Records from a dataset:
__________________________________________________

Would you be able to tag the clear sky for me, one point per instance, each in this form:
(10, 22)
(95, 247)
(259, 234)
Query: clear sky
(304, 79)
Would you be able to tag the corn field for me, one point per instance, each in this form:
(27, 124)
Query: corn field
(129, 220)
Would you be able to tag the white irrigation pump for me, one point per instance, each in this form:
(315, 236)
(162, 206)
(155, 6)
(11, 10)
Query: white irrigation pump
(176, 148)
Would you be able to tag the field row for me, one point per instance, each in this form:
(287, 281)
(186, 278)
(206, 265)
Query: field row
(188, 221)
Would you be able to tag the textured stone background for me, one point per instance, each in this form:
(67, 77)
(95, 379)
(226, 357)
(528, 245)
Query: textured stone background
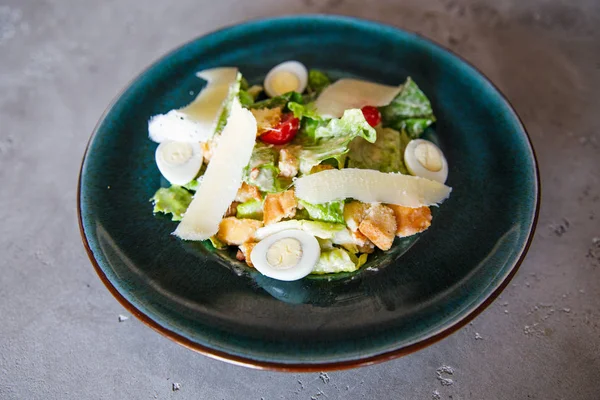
(62, 61)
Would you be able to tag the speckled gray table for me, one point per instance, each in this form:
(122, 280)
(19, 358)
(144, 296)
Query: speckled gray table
(62, 61)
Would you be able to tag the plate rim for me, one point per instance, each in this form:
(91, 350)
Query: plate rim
(319, 366)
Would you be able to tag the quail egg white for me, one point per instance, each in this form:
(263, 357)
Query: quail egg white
(179, 162)
(286, 77)
(425, 159)
(287, 255)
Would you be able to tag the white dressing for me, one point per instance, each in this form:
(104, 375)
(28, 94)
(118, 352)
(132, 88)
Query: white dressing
(223, 176)
(197, 121)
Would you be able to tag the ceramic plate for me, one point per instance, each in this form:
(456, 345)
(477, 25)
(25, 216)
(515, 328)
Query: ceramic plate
(426, 288)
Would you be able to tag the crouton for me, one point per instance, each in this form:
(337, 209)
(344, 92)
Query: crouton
(244, 251)
(410, 221)
(278, 206)
(247, 192)
(289, 161)
(320, 167)
(379, 225)
(232, 210)
(266, 118)
(354, 213)
(363, 243)
(234, 231)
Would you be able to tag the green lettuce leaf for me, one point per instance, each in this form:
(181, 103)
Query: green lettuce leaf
(385, 155)
(303, 110)
(335, 261)
(317, 81)
(174, 200)
(322, 230)
(216, 243)
(262, 171)
(332, 140)
(310, 121)
(279, 101)
(410, 111)
(328, 212)
(251, 209)
(234, 90)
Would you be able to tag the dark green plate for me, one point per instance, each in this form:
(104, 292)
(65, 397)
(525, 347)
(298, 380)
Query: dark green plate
(441, 281)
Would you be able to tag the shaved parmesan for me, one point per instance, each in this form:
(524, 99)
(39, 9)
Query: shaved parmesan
(222, 178)
(197, 121)
(370, 186)
(353, 93)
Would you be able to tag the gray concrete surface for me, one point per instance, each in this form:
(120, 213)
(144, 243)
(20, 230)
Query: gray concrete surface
(62, 61)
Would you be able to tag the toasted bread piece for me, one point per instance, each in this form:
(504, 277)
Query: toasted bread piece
(266, 118)
(363, 243)
(234, 231)
(247, 192)
(410, 221)
(354, 213)
(289, 161)
(244, 251)
(279, 206)
(379, 225)
(320, 167)
(232, 210)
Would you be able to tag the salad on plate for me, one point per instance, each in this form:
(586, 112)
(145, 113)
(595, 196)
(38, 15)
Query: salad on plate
(304, 175)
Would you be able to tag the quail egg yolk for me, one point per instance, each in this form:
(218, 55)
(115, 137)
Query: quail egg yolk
(284, 253)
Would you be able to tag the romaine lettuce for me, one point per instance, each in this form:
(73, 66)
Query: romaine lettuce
(385, 155)
(279, 101)
(332, 140)
(323, 230)
(410, 111)
(234, 90)
(173, 200)
(262, 170)
(337, 260)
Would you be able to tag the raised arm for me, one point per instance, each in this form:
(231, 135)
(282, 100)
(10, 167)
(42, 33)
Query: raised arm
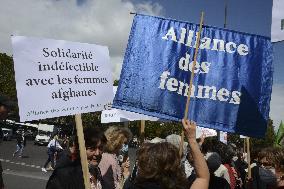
(200, 165)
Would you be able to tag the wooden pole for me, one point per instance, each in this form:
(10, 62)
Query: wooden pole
(248, 158)
(83, 154)
(142, 131)
(191, 81)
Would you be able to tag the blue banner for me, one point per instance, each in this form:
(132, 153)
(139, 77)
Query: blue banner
(232, 82)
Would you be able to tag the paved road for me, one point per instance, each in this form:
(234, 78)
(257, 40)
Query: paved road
(25, 173)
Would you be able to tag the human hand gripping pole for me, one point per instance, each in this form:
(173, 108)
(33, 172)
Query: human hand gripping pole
(199, 163)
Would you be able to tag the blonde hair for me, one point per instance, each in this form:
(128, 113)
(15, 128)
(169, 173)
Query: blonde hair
(116, 136)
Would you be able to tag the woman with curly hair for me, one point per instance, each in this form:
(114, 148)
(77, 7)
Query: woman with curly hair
(113, 171)
(159, 165)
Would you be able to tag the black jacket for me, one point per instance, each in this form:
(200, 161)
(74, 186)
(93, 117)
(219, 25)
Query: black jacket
(67, 174)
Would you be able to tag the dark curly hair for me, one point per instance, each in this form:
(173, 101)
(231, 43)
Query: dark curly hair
(160, 163)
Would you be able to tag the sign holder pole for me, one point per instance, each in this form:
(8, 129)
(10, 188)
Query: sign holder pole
(248, 158)
(142, 131)
(191, 81)
(83, 153)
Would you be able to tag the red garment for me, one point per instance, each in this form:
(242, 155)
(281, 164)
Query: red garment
(231, 172)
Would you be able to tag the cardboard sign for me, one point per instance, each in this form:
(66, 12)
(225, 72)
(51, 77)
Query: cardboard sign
(58, 78)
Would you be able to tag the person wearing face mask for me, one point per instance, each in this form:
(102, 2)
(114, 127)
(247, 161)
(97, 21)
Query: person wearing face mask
(115, 172)
(68, 171)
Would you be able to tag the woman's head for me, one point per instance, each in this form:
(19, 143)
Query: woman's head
(116, 137)
(160, 163)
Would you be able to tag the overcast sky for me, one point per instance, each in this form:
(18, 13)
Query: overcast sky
(108, 22)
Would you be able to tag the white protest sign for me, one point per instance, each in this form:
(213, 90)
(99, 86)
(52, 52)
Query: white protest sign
(205, 131)
(277, 25)
(57, 78)
(117, 115)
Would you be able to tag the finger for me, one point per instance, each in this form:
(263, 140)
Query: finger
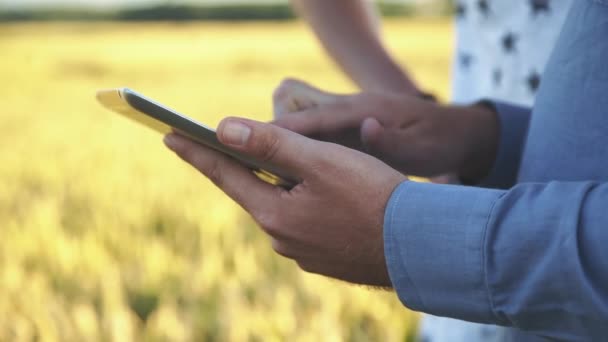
(390, 145)
(237, 181)
(323, 119)
(295, 95)
(266, 142)
(371, 132)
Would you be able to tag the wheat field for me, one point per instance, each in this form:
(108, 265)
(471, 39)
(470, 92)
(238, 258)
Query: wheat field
(106, 236)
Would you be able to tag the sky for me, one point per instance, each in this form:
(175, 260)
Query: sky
(111, 3)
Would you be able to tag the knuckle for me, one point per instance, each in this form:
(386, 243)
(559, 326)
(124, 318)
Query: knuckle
(270, 222)
(268, 146)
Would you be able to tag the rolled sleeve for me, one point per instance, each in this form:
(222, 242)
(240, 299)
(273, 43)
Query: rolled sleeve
(434, 235)
(514, 122)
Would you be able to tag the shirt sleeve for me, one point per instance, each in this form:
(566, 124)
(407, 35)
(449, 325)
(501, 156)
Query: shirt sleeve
(513, 122)
(532, 257)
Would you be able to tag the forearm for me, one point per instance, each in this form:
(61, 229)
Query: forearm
(531, 257)
(348, 30)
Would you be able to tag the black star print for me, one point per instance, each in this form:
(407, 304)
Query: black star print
(509, 42)
(461, 10)
(539, 6)
(465, 60)
(533, 81)
(484, 7)
(497, 76)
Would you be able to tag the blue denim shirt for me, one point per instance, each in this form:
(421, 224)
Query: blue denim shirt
(532, 254)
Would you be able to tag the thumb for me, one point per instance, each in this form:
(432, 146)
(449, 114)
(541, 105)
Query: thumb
(271, 145)
(294, 95)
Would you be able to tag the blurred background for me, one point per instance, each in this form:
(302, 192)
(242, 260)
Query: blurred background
(105, 235)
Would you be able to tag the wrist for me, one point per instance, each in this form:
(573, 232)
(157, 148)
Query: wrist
(482, 142)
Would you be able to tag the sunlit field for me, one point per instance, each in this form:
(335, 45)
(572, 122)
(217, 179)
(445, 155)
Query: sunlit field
(105, 235)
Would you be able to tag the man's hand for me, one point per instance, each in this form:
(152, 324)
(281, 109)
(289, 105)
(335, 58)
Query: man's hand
(415, 136)
(331, 223)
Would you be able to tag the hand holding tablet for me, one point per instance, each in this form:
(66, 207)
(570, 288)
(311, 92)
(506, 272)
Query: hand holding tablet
(164, 120)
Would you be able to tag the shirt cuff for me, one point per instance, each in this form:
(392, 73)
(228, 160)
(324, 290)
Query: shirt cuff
(434, 248)
(513, 122)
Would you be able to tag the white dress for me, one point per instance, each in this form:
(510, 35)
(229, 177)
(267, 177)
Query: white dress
(501, 50)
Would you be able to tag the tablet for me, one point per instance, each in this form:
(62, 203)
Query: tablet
(164, 120)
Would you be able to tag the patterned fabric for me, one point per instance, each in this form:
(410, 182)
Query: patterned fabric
(502, 47)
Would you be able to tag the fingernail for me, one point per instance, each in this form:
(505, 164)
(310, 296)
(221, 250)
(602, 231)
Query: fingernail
(170, 141)
(235, 133)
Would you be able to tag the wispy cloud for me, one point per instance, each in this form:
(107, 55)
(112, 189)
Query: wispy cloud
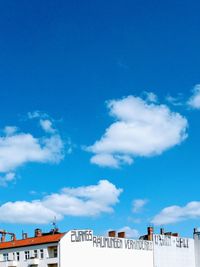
(141, 129)
(18, 148)
(81, 201)
(130, 232)
(174, 214)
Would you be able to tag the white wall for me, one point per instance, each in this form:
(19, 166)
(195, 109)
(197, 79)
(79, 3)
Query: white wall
(173, 251)
(24, 263)
(81, 248)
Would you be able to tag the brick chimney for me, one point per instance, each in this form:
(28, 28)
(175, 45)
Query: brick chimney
(38, 232)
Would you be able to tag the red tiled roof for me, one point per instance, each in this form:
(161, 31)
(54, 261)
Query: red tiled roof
(52, 238)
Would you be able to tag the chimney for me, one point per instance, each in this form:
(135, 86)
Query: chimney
(121, 234)
(13, 237)
(112, 233)
(38, 232)
(175, 234)
(24, 235)
(150, 233)
(162, 231)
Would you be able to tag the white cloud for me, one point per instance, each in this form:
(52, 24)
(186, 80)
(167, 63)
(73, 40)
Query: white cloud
(130, 232)
(22, 148)
(141, 129)
(82, 201)
(5, 179)
(47, 126)
(175, 101)
(151, 97)
(174, 214)
(18, 148)
(138, 205)
(194, 101)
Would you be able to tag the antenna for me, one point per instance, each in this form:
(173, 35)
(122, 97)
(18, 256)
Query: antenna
(54, 224)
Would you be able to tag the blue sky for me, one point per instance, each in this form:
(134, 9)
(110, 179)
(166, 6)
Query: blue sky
(99, 91)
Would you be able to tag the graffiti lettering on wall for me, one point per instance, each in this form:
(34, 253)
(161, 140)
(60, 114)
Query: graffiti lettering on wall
(165, 240)
(110, 242)
(81, 236)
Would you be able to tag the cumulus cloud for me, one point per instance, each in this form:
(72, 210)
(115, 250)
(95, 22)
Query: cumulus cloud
(130, 232)
(194, 101)
(141, 129)
(174, 214)
(82, 201)
(7, 178)
(151, 97)
(18, 147)
(138, 205)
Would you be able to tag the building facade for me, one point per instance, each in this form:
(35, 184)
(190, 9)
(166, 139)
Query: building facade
(83, 248)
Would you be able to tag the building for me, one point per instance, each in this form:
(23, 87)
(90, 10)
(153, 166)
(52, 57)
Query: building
(83, 248)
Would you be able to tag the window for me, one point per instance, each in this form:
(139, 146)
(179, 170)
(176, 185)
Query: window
(17, 256)
(35, 253)
(41, 253)
(27, 255)
(55, 252)
(5, 256)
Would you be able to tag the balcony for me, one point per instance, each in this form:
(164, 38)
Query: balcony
(33, 261)
(9, 263)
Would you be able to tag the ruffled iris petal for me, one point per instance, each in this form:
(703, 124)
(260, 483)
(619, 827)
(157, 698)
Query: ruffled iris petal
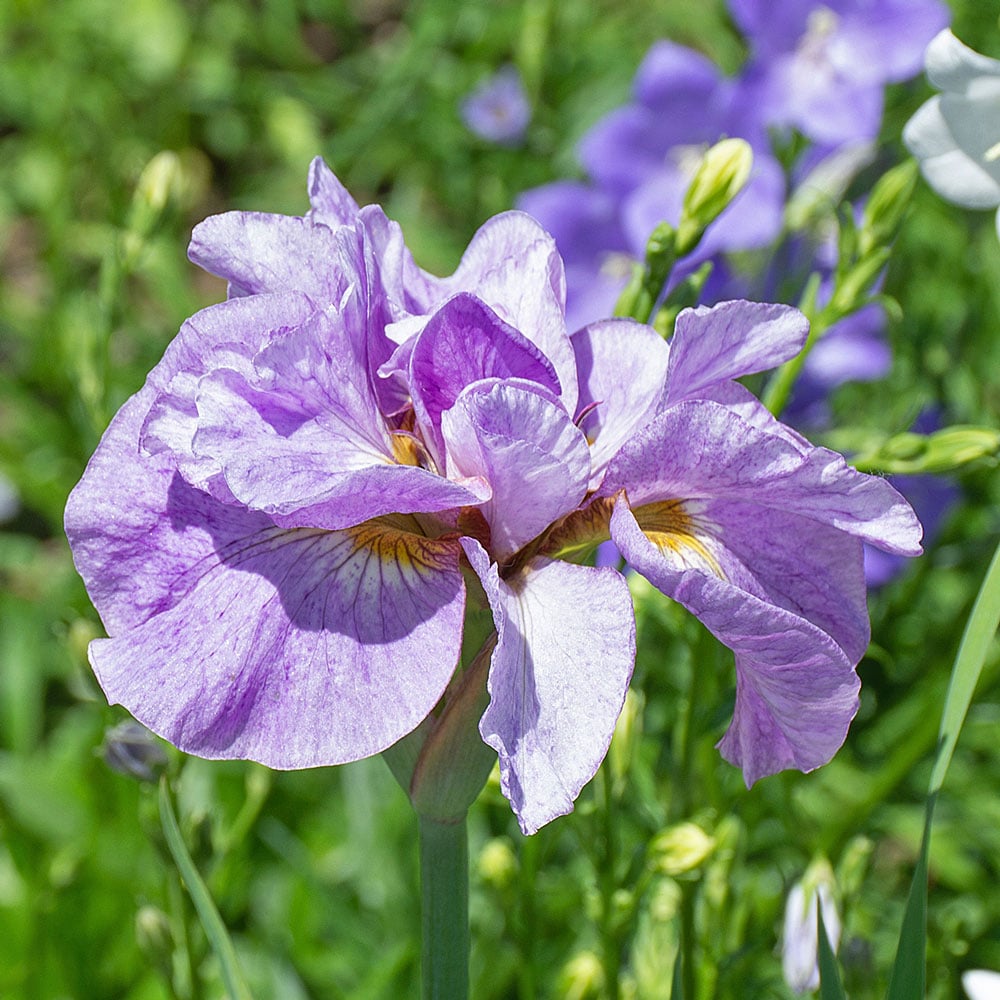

__________________________________________________

**WHAT THIS TASK INVOLVES:** Recast everything from the line containing "Would you be able to tag the ruffled" down to the end of the records as a Markdown table with the columns Row and Line, skipping blank lines. Leave the pictures out.

**COMPLETE OUTPUT:**
| Row | Line |
|---|---|
| 1 | Would you be able to tag the ruffled iris petal for me, one point per instance, each in this form: |
| 2 | (703, 124) |
| 3 | (260, 483) |
| 4 | (619, 827) |
| 5 | (157, 698) |
| 6 | Query: ruffled iris petal |